[Labeled-object pointing entries]
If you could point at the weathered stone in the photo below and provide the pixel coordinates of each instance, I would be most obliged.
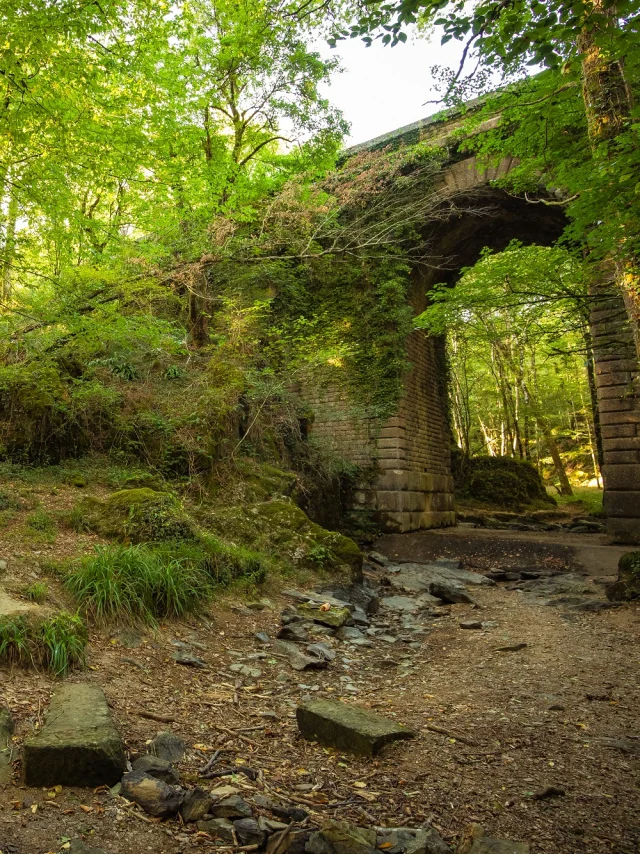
(231, 807)
(412, 840)
(168, 746)
(347, 727)
(221, 828)
(334, 616)
(475, 841)
(161, 769)
(195, 805)
(339, 837)
(77, 846)
(249, 832)
(78, 745)
(154, 796)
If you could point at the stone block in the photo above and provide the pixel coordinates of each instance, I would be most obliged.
(621, 530)
(348, 728)
(78, 745)
(624, 477)
(622, 503)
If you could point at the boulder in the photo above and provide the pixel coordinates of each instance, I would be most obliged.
(220, 828)
(231, 807)
(154, 796)
(158, 768)
(627, 586)
(340, 837)
(78, 745)
(348, 728)
(195, 805)
(475, 841)
(249, 832)
(168, 746)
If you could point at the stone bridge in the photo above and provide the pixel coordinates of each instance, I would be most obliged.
(410, 455)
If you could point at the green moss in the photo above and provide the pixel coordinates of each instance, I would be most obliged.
(139, 515)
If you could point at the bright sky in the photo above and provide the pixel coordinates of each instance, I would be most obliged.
(384, 88)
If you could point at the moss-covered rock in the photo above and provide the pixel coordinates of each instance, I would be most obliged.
(139, 515)
(501, 481)
(627, 587)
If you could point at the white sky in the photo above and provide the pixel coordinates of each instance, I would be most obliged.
(384, 88)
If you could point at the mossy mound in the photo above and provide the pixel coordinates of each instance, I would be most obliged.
(501, 481)
(283, 529)
(139, 515)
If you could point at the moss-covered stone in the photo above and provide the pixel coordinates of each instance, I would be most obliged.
(627, 587)
(139, 515)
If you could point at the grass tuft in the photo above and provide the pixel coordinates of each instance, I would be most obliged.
(57, 643)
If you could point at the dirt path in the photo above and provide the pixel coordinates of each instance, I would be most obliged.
(511, 723)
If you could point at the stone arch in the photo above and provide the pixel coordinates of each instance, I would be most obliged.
(410, 453)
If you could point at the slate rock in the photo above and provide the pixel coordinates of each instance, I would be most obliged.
(168, 746)
(450, 592)
(475, 841)
(78, 745)
(154, 796)
(297, 631)
(347, 727)
(158, 768)
(221, 828)
(77, 846)
(195, 805)
(340, 837)
(249, 832)
(232, 807)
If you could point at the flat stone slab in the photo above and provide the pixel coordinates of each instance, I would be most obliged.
(78, 745)
(348, 728)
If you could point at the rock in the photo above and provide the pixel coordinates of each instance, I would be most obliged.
(348, 727)
(189, 660)
(77, 846)
(627, 587)
(154, 796)
(168, 746)
(340, 837)
(249, 832)
(221, 828)
(450, 592)
(298, 632)
(321, 650)
(412, 840)
(231, 807)
(195, 805)
(475, 841)
(334, 616)
(348, 633)
(245, 670)
(78, 745)
(298, 660)
(161, 769)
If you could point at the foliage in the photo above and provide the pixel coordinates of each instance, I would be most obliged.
(56, 643)
(502, 481)
(520, 359)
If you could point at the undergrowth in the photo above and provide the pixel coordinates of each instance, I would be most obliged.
(145, 583)
(57, 643)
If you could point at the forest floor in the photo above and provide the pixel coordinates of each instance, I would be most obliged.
(495, 729)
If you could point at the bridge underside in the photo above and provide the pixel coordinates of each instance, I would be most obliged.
(410, 453)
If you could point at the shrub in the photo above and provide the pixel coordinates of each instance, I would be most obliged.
(36, 592)
(137, 583)
(57, 643)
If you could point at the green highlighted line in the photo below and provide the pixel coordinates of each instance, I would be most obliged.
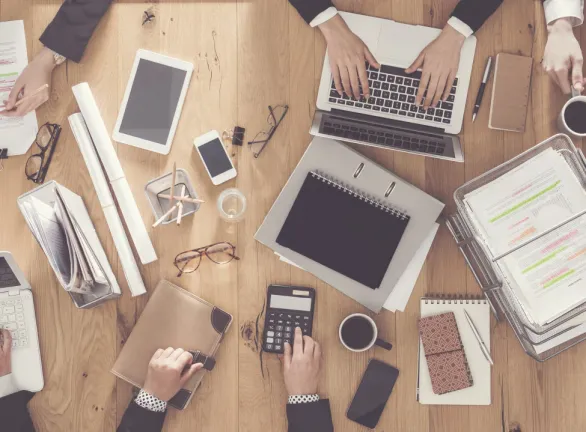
(522, 203)
(544, 259)
(559, 278)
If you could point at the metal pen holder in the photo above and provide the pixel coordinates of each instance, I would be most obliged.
(487, 268)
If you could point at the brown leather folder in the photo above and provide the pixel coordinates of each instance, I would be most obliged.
(510, 92)
(173, 317)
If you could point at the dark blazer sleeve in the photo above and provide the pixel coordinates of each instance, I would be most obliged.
(475, 12)
(14, 413)
(71, 29)
(310, 417)
(309, 9)
(138, 419)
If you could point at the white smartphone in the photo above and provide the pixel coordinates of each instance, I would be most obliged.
(215, 157)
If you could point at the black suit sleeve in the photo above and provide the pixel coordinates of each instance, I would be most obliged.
(71, 29)
(475, 12)
(309, 9)
(14, 413)
(138, 419)
(310, 417)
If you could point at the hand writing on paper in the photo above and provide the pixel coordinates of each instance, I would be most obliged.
(165, 376)
(34, 76)
(301, 366)
(5, 352)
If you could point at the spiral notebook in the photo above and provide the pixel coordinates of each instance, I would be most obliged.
(343, 229)
(479, 310)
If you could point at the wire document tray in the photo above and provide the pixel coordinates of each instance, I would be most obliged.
(539, 341)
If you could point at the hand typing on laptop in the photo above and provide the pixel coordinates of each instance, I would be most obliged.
(439, 61)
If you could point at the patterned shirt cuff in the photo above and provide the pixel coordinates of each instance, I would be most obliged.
(149, 402)
(298, 399)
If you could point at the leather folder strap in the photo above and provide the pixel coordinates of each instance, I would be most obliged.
(208, 361)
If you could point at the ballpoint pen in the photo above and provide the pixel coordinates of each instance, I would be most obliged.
(481, 89)
(479, 339)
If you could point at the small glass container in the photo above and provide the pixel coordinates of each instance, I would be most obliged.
(232, 205)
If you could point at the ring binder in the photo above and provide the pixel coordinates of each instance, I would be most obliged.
(359, 195)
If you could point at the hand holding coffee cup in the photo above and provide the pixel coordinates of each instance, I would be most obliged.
(358, 333)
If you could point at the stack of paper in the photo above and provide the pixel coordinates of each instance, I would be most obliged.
(519, 217)
(65, 233)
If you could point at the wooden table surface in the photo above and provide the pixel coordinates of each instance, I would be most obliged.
(247, 55)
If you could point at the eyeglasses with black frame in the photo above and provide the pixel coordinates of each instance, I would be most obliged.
(276, 116)
(37, 164)
(219, 253)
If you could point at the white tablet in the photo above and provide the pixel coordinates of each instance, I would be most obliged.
(152, 102)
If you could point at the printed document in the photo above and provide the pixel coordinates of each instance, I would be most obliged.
(16, 133)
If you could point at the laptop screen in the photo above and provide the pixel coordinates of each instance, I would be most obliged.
(7, 277)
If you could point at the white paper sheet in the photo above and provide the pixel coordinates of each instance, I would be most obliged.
(16, 133)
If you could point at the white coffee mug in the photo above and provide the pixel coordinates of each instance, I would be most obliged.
(562, 124)
(375, 340)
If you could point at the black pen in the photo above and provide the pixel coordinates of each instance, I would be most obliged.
(481, 89)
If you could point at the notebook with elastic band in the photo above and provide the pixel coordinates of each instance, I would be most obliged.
(343, 229)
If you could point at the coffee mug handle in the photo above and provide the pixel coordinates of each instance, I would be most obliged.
(384, 344)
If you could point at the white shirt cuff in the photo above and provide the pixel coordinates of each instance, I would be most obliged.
(460, 26)
(7, 386)
(556, 9)
(324, 16)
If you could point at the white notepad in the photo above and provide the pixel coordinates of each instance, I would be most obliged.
(479, 311)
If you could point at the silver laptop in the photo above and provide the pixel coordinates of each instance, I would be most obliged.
(389, 118)
(17, 314)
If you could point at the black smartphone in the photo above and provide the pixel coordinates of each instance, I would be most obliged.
(372, 394)
(288, 307)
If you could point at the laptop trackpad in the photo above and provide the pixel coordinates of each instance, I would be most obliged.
(400, 44)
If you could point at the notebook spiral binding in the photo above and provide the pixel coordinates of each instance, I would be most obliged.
(371, 200)
(454, 299)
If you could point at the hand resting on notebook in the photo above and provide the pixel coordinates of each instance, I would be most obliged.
(166, 375)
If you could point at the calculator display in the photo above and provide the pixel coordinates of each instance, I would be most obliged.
(290, 303)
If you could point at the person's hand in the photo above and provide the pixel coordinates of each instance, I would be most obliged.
(35, 75)
(301, 367)
(165, 376)
(440, 61)
(563, 55)
(348, 56)
(5, 352)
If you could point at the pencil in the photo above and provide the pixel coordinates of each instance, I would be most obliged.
(184, 199)
(36, 92)
(173, 176)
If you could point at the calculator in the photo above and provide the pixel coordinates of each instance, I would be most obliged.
(288, 307)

**Task statement:**
Copy word for word every line of the material from the line with "If you could point at the calculator display" through the last line.

**Result of the exercise:**
If you could point at the calculator display in the photo above and provide the pixel coordinates of each instance, I would be most obliged.
(290, 303)
If you could point at the person's hand in the photo above and provide the pixel coordinates of each instance, I would be most obliged.
(35, 75)
(301, 367)
(165, 376)
(440, 61)
(563, 55)
(348, 56)
(5, 352)
If you could point at the pencil in the photo above and provide the pixel coordinates of each instance, I would be most obliged.
(184, 199)
(36, 92)
(173, 176)
If you could point at the calculator in the photo above and provide the pixel coordinates of each instance, I would be most obliged.
(288, 307)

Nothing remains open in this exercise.